Task instructions:
What follows is a set of records. Copy them exactly and leave out the images.

Raw data:
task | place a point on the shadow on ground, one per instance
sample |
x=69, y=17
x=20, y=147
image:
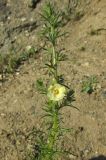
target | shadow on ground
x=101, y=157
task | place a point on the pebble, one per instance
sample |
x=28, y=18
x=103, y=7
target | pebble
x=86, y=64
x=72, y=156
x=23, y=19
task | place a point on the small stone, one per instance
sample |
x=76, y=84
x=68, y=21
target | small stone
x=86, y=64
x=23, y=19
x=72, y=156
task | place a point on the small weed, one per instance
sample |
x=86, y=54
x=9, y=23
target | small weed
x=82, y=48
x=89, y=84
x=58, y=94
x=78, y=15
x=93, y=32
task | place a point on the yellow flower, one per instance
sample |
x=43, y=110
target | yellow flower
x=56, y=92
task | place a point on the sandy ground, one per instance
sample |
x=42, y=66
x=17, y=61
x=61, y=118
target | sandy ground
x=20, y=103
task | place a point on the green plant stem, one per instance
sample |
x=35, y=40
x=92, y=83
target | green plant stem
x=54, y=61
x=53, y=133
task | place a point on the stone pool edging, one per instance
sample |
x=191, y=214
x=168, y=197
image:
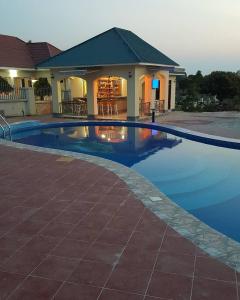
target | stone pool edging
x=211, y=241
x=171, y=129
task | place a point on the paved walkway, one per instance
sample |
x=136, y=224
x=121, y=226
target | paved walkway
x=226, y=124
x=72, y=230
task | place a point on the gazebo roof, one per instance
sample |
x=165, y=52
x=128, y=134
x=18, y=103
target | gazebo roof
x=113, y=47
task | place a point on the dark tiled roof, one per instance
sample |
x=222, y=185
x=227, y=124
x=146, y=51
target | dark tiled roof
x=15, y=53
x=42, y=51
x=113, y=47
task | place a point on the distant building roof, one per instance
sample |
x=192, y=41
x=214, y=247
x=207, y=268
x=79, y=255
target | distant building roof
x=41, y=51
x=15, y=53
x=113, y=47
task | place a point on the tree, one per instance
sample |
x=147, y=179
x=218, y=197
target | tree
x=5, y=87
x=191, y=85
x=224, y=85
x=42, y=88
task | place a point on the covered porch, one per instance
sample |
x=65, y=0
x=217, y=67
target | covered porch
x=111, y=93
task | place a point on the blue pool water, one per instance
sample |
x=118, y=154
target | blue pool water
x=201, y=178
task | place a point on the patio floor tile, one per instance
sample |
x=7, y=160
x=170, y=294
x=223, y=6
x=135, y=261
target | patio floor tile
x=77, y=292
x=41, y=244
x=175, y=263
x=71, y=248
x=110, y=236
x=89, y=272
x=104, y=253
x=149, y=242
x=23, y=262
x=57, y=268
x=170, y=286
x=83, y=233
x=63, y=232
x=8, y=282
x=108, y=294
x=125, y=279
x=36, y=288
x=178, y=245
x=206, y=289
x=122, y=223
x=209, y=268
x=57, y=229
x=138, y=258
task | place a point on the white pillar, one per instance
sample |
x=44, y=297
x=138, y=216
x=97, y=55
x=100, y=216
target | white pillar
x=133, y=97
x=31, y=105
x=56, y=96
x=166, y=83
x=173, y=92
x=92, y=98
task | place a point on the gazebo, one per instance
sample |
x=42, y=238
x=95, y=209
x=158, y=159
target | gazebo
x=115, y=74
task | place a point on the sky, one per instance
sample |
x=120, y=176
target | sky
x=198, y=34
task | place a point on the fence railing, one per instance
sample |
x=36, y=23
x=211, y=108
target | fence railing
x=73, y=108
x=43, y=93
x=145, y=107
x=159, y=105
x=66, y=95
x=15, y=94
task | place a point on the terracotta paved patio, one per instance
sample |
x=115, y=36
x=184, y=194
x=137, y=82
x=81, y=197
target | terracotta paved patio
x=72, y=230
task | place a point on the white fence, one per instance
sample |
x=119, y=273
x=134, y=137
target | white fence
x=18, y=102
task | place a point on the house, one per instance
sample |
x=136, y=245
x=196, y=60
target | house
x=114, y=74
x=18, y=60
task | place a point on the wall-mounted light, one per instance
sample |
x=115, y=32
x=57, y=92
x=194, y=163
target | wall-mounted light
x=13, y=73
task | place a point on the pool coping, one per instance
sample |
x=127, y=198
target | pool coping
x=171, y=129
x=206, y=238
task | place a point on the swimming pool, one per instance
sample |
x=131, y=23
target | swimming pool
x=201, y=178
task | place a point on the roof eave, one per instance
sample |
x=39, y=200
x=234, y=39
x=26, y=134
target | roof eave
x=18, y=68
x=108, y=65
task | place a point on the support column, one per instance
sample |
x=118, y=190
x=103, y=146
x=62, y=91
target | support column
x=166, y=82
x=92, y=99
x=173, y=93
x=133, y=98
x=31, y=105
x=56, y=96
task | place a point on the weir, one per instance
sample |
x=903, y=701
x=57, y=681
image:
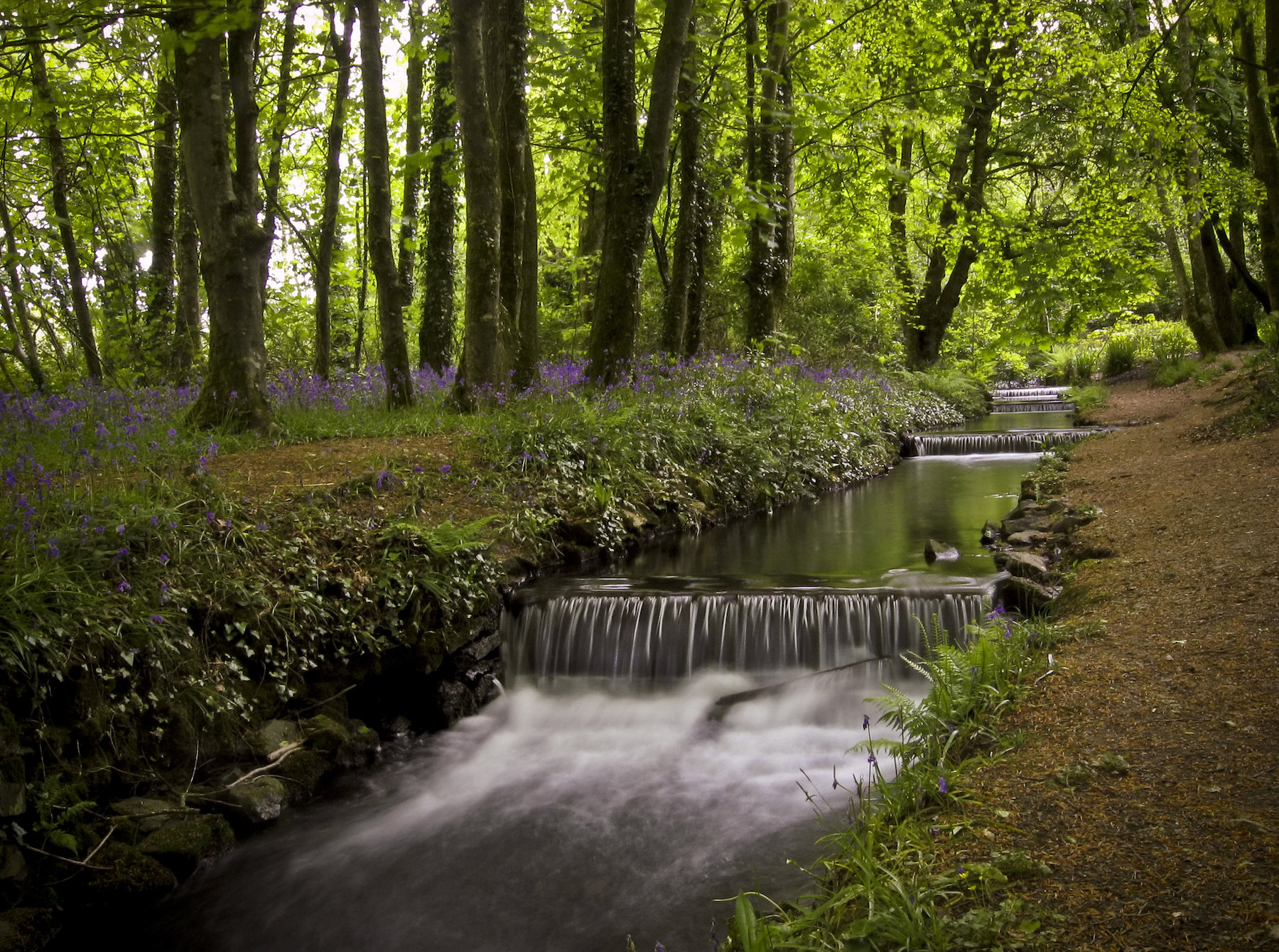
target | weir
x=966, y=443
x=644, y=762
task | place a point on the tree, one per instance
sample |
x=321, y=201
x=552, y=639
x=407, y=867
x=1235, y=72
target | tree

Solution:
task | place a point on the shadow on ground, one per instance
sample |
x=69, y=17
x=20, y=147
image:
target | shadow on ground
x=101, y=157
task | place a point on the pebble, one per instance
sample |
x=28, y=18
x=103, y=7
target | pebble
x=86, y=64
x=72, y=156
x=23, y=19
task | place a point on the small stone, one per instance
sample |
x=76, y=84
x=68, y=21
target | small stone
x=86, y=64
x=23, y=19
x=72, y=156
task | place a point on the small weed, one per instance
sample |
x=86, y=54
x=9, y=23
target | small weed
x=82, y=48
x=89, y=84
x=58, y=94
x=78, y=15
x=93, y=32
task | place a point on the yellow flower, one per instance
sample |
x=43, y=110
target | yellow flower
x=56, y=92
task | place a point on the sandy ground, one per instance
sample |
x=42, y=66
x=17, y=61
x=61, y=118
target | sandy ground
x=20, y=103
task | place a point on the green plant stem, one per instance
sample |
x=35, y=40
x=92, y=83
target | green plant stem
x=54, y=61
x=53, y=133
task | place a point on the stone pool edging, one per instance
sample |
x=191, y=214
x=168, y=197
image:
target | stone pool edging
x=211, y=241
x=171, y=129
task | place a point on the paved walkway, one per instance
sample |
x=136, y=224
x=121, y=226
target | paved walkway
x=226, y=124
x=72, y=230
task | place a point on the gazebo roof, one per instance
sample |
x=165, y=52
x=128, y=134
x=18, y=103
target | gazebo roof
x=113, y=47
task | place a point on the dark tiled roof, one per instance
sample |
x=222, y=185
x=227, y=124
x=146, y=51
target | dark tiled roof
x=15, y=53
x=42, y=51
x=113, y=47
task | place a point on the distant building roof, one per instance
sample |
x=192, y=41
x=214, y=247
x=207, y=268
x=79, y=255
target | distant building roof
x=41, y=51
x=15, y=53
x=113, y=47
task | place a point on the tree, one per instance
sample |
x=147, y=179
x=218, y=197
target | tree
x=5, y=87
x=191, y=85
x=224, y=85
x=42, y=88
task | place a point on the covered porch, one per instance
sample |
x=65, y=0
x=217, y=67
target | covered porch
x=111, y=93
task | place a point on the blue pool water, one per instance
sample |
x=118, y=154
target | blue pool water
x=201, y=178
task | place a point on the patio floor tile, one per instance
sample |
x=7, y=160
x=170, y=294
x=223, y=6
x=135, y=261
target | patio floor tile
x=77, y=292
x=41, y=244
x=175, y=263
x=71, y=248
x=110, y=236
x=89, y=272
x=104, y=253
x=149, y=242
x=23, y=262
x=57, y=268
x=170, y=286
x=83, y=233
x=63, y=232
x=8, y=282
x=108, y=294
x=125, y=279
x=36, y=288
x=178, y=245
x=206, y=289
x=122, y=223
x=209, y=268
x=57, y=229
x=138, y=258
task | place a point on the white pillar, one per instance
sample |
x=44, y=297
x=138, y=216
x=97, y=55
x=100, y=216
target | white pillar
x=133, y=97
x=31, y=105
x=56, y=96
x=166, y=83
x=173, y=92
x=92, y=98
task | place a point on the gazebo, one per instance
sample |
x=42, y=238
x=95, y=209
x=158, y=159
target | gazebo
x=115, y=74
task | place a point on the sky, one per instance
sample |
x=120, y=176
target | sky
x=198, y=34
task | place a point on the fence railing, one per instance
sample |
x=36, y=23
x=211, y=108
target | fence railing
x=73, y=108
x=43, y=93
x=145, y=107
x=159, y=105
x=66, y=95
x=15, y=94
task | place a point on the terracotta paved patio, one per instance
sample |
x=115, y=36
x=184, y=194
x=137, y=82
x=81, y=197
target | terracotta paved patio
x=72, y=230
task | place a point on the white fence, one per instance
sample |
x=119, y=273
x=134, y=137
target | white fence
x=18, y=102
task | place a point on the house, one per instance
sample |
x=136, y=245
x=196, y=60
target | house
x=114, y=74
x=18, y=60
task | place a point on the wall-mounted light, one per instance
sample |
x=115, y=32
x=57, y=92
x=194, y=163
target | wall-mounted light
x=13, y=73
task | place a point on the pool coping, one per instance
sample |
x=127, y=198
target | pool coping
x=171, y=129
x=206, y=238
task | place a point on the swimming pool, one per instance
sample |
x=131, y=23
target | swimming pool
x=201, y=178
task | place a point on the roof eave, one per instance
sample |
x=39, y=200
x=234, y=39
x=26, y=134
target | roof eave
x=18, y=68
x=108, y=65
task | place a point on the support column, one per instance
sample |
x=118, y=190
x=103, y=146
x=62, y=91
target | support column
x=166, y=82
x=92, y=99
x=173, y=93
x=133, y=98
x=31, y=105
x=56, y=96
task | place a point on the weir, one per instance
sample |
x=903, y=701
x=57, y=681
image:
target | weir
x=966, y=443
x=644, y=762
task | place a point on the tree, one per instance
sample |
x=321, y=201
x=552, y=639
x=407, y=867
x=1235, y=72
target | tree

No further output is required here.